◆ **WHAT THIS TASK INVOLVES**
Each entry below must be repeated word for word.

[Collected data]
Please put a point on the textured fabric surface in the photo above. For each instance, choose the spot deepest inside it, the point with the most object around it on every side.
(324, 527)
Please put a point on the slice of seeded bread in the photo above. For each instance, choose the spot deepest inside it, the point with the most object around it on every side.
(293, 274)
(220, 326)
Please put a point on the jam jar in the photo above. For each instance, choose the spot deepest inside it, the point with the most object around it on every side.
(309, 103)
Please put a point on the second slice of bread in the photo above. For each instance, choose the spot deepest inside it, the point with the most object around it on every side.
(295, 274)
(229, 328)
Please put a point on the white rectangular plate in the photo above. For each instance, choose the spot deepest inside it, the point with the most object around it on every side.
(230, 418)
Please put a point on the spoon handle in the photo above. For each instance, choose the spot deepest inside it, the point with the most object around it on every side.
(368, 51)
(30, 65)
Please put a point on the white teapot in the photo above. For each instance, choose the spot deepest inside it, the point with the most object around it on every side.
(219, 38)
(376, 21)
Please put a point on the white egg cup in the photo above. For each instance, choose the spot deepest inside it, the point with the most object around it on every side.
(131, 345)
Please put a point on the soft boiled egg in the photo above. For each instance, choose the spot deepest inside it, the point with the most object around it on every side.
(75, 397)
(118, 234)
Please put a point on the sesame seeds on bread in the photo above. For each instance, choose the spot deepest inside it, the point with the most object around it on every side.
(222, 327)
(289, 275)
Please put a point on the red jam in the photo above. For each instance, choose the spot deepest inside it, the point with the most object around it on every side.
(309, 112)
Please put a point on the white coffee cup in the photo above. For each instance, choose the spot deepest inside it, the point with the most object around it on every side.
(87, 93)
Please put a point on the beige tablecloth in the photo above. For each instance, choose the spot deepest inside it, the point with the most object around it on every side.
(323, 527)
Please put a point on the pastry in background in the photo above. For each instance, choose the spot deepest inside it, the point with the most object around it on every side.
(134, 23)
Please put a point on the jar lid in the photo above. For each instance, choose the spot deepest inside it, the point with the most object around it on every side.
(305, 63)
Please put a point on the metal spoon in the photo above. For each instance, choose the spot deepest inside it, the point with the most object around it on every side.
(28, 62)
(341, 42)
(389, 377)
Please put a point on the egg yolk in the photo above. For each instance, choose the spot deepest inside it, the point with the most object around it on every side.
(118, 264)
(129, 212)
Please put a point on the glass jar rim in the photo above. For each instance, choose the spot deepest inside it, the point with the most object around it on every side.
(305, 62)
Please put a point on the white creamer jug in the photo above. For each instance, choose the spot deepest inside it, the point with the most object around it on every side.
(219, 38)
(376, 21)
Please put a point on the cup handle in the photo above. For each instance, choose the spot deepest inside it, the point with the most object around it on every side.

◆ **FULL SOLUTION**
Please put a point on the textured fabric surface in the photo above. For each instance, choose the spot deepest inside it, the point with the most object around it on every side.
(324, 527)
Please put a point on the slice of seeded bread in the photo above. For each instance, choose the spot deepest inside it, the point with the most object around it on every side.
(293, 274)
(220, 326)
Please put a point on the jam jar in the photo above. For each instance, choose the spot deepest inside it, the point with the most object around it on every side.
(309, 103)
Please put a point on the second slice of bread in the photo above. For each instance, choose the spot deepest inside it, the point with the most object around it on every side.
(295, 274)
(229, 328)
Please put a point on the white rectangular plate in the photo above. For each instance, choose the spot deepest inside it, the point with the most object around it on every side.
(230, 418)
Please put a point on the spoon handle in the photo above. For each instance, choose the spot deepest inside it, the point with the most object around it on every side.
(368, 51)
(30, 65)
Please put a point on the white teapot in the photo above. For each instance, choose the spot deepest inside it, the point with the most object around it on every side.
(219, 38)
(376, 21)
Please put a point on the white egg cup in the photo above. For each instance, choose the spot deepest inside it, the point with the most object around it on every side.
(131, 345)
Please put a point on the soft boiled egg in the photo above. For each instance, choose the spot deepest inside it, the point with the most object around it on every side.
(75, 397)
(118, 234)
Please put a point on the sesame seeds on bread in the photo above. For each instance, choose the spot deepest inside it, the point with the most object around it on every side.
(222, 327)
(289, 275)
Please put a point on the red jam in the photo above. For each instance, choose the spot deepest inside it, the point with the most object around it on every side.
(309, 112)
Please put a point on the white coffee cup in the photo above. For each instance, choose the spot deepest inside it, the point with the most object around it on every side.
(87, 93)
Please put a point on the beige tablecloth in the photo above. For each instance, choose the spot deepest inside it, the point with the most object around it on every side.
(323, 527)
Please put a point on the pastry in background in the photo above. For each instance, choose the spot deepest inside it, the point with the most object around it on every side.
(134, 23)
Please put a point on the jar lid in the photo above. For each instance, choose the spot deepest inside it, the point with the most object around it on every side.
(305, 63)
Please put a point on the metal spoon in the photo above. For each instance, choose the spot deepest inside it, the point with the most object around it on every side.
(28, 62)
(341, 42)
(389, 377)
Please put a point on the egg yolk in the photo above. For each instance, choose the spot deepest inside it, the point with the most object around it on every side.
(118, 264)
(129, 212)
Please put a point on the glass jar rim in the photo above. For each instance, choose the spot deepest inside it, the point with the most object around it on every side.
(305, 62)
Please put a point on the white creamer jug in the photo above. For each instance, choose the spot deepest inside it, the point with the most object around it on every side.
(219, 38)
(376, 21)
Please put a point on the cup handle in the photo above. For each instance, choose the spot deepest inside it, the point with the most object around it on every side.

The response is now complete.